Please give the data below again in full, exactly as it stands.

DATA START

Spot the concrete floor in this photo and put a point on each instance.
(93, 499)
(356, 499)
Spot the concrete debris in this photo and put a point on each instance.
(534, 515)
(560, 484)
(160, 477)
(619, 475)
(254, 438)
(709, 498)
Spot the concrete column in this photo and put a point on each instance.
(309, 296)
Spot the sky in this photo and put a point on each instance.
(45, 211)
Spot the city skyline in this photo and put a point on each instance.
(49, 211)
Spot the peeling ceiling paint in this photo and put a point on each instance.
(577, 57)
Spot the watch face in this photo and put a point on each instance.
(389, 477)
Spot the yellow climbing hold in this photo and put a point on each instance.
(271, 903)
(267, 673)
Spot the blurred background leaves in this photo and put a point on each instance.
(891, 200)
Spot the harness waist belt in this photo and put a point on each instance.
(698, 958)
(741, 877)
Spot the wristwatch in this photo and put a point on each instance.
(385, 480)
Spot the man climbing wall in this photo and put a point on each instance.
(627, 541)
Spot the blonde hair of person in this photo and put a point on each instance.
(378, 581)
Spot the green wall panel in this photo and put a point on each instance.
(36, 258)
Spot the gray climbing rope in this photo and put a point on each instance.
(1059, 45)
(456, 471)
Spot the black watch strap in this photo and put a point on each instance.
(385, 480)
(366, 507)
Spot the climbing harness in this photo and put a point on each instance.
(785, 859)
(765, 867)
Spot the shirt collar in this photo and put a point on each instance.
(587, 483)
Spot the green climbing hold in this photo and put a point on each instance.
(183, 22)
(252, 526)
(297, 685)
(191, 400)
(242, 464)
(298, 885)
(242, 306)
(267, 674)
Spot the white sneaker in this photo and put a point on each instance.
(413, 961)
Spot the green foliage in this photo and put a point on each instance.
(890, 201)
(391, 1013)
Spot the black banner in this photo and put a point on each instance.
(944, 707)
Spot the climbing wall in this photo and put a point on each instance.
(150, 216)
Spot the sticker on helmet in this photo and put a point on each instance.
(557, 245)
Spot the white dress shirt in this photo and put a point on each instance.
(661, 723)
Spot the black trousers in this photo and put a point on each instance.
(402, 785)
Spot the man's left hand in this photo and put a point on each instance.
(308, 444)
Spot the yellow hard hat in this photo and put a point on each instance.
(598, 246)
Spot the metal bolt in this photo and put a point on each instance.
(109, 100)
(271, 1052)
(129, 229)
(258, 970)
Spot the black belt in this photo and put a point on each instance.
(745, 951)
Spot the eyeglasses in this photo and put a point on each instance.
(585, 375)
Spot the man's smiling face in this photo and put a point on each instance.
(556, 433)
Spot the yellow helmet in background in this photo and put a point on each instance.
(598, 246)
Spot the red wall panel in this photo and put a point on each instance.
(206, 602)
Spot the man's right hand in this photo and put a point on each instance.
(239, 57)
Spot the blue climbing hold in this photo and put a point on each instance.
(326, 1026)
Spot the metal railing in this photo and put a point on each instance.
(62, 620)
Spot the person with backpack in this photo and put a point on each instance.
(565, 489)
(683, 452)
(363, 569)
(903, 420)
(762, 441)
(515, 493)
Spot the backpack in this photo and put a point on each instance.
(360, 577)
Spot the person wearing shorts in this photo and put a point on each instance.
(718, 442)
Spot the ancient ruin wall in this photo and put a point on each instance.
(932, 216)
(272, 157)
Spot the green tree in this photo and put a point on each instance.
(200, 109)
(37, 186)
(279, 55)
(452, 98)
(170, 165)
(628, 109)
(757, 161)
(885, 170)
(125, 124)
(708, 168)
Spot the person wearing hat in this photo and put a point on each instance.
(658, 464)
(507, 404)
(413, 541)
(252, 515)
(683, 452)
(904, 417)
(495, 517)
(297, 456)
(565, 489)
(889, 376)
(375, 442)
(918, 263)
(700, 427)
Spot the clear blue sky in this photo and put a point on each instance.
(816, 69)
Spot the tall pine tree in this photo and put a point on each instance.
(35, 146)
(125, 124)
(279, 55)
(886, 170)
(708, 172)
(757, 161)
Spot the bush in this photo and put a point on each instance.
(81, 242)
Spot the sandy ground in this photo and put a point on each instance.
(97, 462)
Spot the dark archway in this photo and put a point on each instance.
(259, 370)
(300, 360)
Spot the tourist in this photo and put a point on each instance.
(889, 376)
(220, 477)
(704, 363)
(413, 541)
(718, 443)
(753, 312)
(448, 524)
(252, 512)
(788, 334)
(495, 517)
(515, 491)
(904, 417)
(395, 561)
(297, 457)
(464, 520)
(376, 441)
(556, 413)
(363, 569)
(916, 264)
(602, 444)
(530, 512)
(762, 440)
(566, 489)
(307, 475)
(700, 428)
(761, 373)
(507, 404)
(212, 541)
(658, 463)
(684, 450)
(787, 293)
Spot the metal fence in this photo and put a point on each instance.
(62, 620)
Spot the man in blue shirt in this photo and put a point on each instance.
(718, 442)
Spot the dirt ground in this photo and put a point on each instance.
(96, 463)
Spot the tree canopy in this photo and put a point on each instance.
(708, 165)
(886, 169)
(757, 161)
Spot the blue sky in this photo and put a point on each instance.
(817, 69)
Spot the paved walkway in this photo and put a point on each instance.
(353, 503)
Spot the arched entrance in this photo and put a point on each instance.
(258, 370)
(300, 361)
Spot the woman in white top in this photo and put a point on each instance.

DATA END

ANSWER FOR THIS EXERCISE:
Spot the concrete floor in this photo and put a point on each instance.
(93, 499)
(356, 499)
Spot the concrete debris in this photo and put a point on each instance.
(534, 515)
(560, 484)
(160, 477)
(619, 475)
(254, 438)
(709, 498)
Spot the concrete column in this photo and put a point on each instance.
(309, 296)
Spot the sky in this photo and put a point on each instance.
(45, 211)
Spot the city skyline in this photo and put a point on each instance.
(49, 211)
Spot the peeling ceiling paint in this photo and put a point on each instance.
(577, 57)
Spot the watch face in this photo and put a point on each instance.
(389, 477)
Spot the yellow climbing hold in this photo and put a point on each instance.
(271, 903)
(267, 673)
Spot the blurred background leaves in this photo and put a point on each instance.
(891, 200)
Spot the harness waist belt in this photo and put a point on each instance.
(698, 958)
(741, 877)
Spot the wristwatch in this photo and put a point on each instance.
(385, 480)
Spot the man climbing wall in this photo and put a point on each instance.
(627, 541)
Spot the blonde hair of person in this photo and put a point on each instance.
(378, 581)
Spot the green wall panel in this photo and put a point on each instance.
(36, 258)
Spot the gray climbing rope in this photo and put a point on each instance.
(1059, 45)
(456, 471)
Spot the black watch strap in this photo and put a point on each instance.
(385, 480)
(366, 507)
Spot the climbing harness in this photo and put a point on each instance.
(785, 859)
(765, 867)
Spot the shirt collar in this photo and put a point on each instance.
(587, 483)
Spot the green climbing hold in this photo and put a point on each instance.
(183, 22)
(252, 526)
(297, 685)
(191, 400)
(242, 464)
(298, 885)
(242, 306)
(267, 674)
Spot the white sneaker in this photo and put a point on each instance.
(413, 961)
Spot the green foliage in this photo and put a point on each instance.
(890, 201)
(391, 1013)
Spot the black banner in this photo and put a point on each instance.
(944, 707)
Spot the climbing wall in this photo and put a point on each instance.
(150, 216)
Spot the sticker on helmet in this photo and put a point on each instance.
(557, 245)
Spot the white dress shirt in this photo and put a point on each instance.
(661, 723)
Spot the black trousers in this photo and put a point on each instance.
(402, 785)
Spot the man's left hand in this photo and put a point on each instance.
(308, 444)
Spot the yellow hard hat in this photo and put a point on each instance.
(598, 246)
Spot the metal bolt in this photo and put a point on each instance.
(109, 100)
(271, 1052)
(129, 229)
(258, 970)
Spot the black belt in this photo and put a point on each instance.
(745, 951)
Spot the eyeglasses in this photo and put a point on each instance.
(585, 375)
Spot the man's smiling face in this photo and put a point on each instance.
(556, 433)
Spot the yellow helmet in background in this photo and put a point on each instance.
(598, 246)
Spot the red wall panel in this photo and put a point on each instance.
(206, 602)
Spot the man's right hand in this photo and put a point on each instance.
(239, 57)
Spot the blue climbing hold in this photo and put a point on each instance.
(326, 1026)
Spot the metal railing in this photo and put a point on each instance.
(62, 620)
Spot the person with backpack in this photo and put a point on each instance.
(565, 489)
(683, 452)
(363, 569)
(903, 420)
(762, 441)
(515, 493)
Spot the backpack in this photo and put a point on each instance.
(360, 577)
Spot the person wearing shorts in this photo and put a point on each instance.
(718, 442)
Spot the ancient ruin wall in this photo and put a point on each instance.
(932, 216)
(272, 157)
Spot the green tree in this photo and put a point on each instance.
(200, 109)
(37, 186)
(279, 55)
(452, 98)
(170, 165)
(628, 109)
(757, 161)
(885, 170)
(125, 124)
(708, 168)
Spot the person wearing hat in this photo and put a point on each instance.
(658, 464)
(507, 404)
(413, 541)
(252, 515)
(683, 452)
(904, 417)
(495, 517)
(297, 456)
(565, 489)
(889, 376)
(375, 442)
(918, 263)
(700, 427)
Spot the clear blue sky in this photo and put a point on each instance.
(816, 69)
Spot the tall pine tree in this photo and put a point on each instance.
(35, 146)
(125, 124)
(279, 55)
(886, 170)
(708, 172)
(757, 161)
Spot the bush in this photo and put a point on each instance.
(81, 242)
Spot the sandy ground in this photo and put a point on each instance.
(97, 462)
Spot the dark archway in this photo and put a point on each instance.
(259, 370)
(300, 360)
Spot the tourist in this photo and put a point on each instance.
(889, 376)
(220, 477)
(704, 363)
(413, 541)
(718, 443)
(753, 312)
(448, 524)
(252, 512)
(788, 334)
(495, 517)
(515, 491)
(904, 417)
(395, 561)
(297, 457)
(464, 520)
(376, 441)
(556, 413)
(363, 569)
(916, 264)
(602, 444)
(530, 512)
(762, 440)
(566, 489)
(307, 475)
(700, 428)
(761, 373)
(507, 404)
(212, 541)
(658, 463)
(684, 450)
(787, 293)
Spot the metal fence in this photo and put a point on each instance.
(62, 620)
Spot the man in blue shirt in this photo and put a point on each instance.
(718, 442)
Spot the dirt ground in this photo and put a point on each instance.
(96, 463)
Spot the tree canopy in this photo and put a point on each instance.
(708, 165)
(886, 169)
(757, 161)
Spot the blue sky in this photo and put a point on each instance.
(817, 69)
Spot the paved walkway in this photo and put a point on each instance.
(353, 503)
Spot the arched entrance in this photo and put a point on each instance.
(258, 370)
(300, 361)
Spot the woman in white top in this photo and put a point on each instance.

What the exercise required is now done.